§ **Data rows**:
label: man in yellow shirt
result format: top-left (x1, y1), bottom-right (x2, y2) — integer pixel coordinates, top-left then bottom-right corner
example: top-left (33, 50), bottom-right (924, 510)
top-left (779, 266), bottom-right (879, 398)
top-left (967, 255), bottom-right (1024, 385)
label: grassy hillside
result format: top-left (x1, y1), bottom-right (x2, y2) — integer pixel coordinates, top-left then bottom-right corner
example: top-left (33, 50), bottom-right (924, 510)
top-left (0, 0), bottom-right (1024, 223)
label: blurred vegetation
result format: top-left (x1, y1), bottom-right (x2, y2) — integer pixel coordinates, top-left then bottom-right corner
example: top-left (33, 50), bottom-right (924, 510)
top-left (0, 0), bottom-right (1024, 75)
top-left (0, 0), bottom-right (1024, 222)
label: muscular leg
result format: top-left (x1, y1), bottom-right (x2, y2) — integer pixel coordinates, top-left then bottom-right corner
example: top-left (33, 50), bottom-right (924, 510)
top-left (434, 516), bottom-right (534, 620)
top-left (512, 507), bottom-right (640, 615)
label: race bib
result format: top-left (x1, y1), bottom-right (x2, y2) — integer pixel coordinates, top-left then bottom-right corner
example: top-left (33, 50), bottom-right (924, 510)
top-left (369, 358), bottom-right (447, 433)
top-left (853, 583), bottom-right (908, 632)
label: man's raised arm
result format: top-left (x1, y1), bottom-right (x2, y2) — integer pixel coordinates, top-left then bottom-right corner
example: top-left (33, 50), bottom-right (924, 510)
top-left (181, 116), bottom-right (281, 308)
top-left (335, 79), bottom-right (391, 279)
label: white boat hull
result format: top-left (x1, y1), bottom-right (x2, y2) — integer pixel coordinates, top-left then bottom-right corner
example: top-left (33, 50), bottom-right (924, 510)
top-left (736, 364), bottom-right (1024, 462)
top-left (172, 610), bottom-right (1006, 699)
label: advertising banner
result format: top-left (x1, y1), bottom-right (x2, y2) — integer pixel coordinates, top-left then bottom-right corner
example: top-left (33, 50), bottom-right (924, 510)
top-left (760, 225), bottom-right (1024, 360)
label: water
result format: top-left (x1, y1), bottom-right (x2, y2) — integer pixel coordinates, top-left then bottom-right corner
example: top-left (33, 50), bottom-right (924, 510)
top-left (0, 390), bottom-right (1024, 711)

§ **Task statement**: Please write out all of the data above again, line for line, with no changes.

§ **Task answer**:
label: man in yellow shirt
result format: top-left (x1, y1), bottom-right (x2, y2) — integer pixel coordinates, top-left then bottom-right corner
example: top-left (33, 50), bottom-right (924, 510)
top-left (779, 266), bottom-right (879, 398)
top-left (967, 255), bottom-right (1024, 385)
label: grassy hillside
result format: top-left (x1, y1), bottom-right (x2, y2) — integer pixel coordinates, top-left then bottom-right corner
example: top-left (33, 50), bottom-right (924, 510)
top-left (0, 0), bottom-right (1024, 223)
label: blurred vegetation
result format: top-left (x1, y1), bottom-right (x2, y2) — integer pixel coordinates, top-left then bottom-right corner
example: top-left (33, 50), bottom-right (924, 510)
top-left (0, 0), bottom-right (1024, 75)
top-left (0, 0), bottom-right (1024, 222)
label: muscular leg
result format: top-left (x1, y1), bottom-right (x2, y2) — integer pixel coordinates, top-left then bottom-right corner
example: top-left (33, 50), bottom-right (924, 510)
top-left (434, 516), bottom-right (534, 620)
top-left (512, 507), bottom-right (640, 615)
label: race bib
result format: top-left (x1, y1), bottom-right (x2, y2) — integer pixel coordinates, top-left then bottom-right corner
example: top-left (33, 50), bottom-right (924, 510)
top-left (369, 358), bottom-right (447, 433)
top-left (853, 583), bottom-right (908, 632)
label: man's raised arm
result format: top-left (x1, y1), bottom-right (x2, y2) — integer pixel coordinates, top-left then bottom-right corner
example: top-left (33, 50), bottom-right (924, 510)
top-left (181, 116), bottom-right (281, 308)
top-left (335, 79), bottom-right (391, 279)
label: white boat hull
result format: top-left (x1, y1), bottom-right (x2, y2) — integer pixel coordinates, top-left then bottom-right corner
example: top-left (33, 50), bottom-right (924, 510)
top-left (736, 364), bottom-right (1024, 462)
top-left (172, 610), bottom-right (1006, 699)
label: advertising banner
result format: top-left (x1, y1), bottom-right (x2, y2) — integer pixel coordinates, top-left then bottom-right corner
example: top-left (33, 50), bottom-right (924, 510)
top-left (760, 225), bottom-right (1024, 360)
label: water
result format: top-left (x1, y1), bottom-right (x2, y2) — integer pixel coordinates, top-left then bottom-right corner
example: top-left (33, 50), bottom-right (924, 510)
top-left (0, 390), bottom-right (1024, 711)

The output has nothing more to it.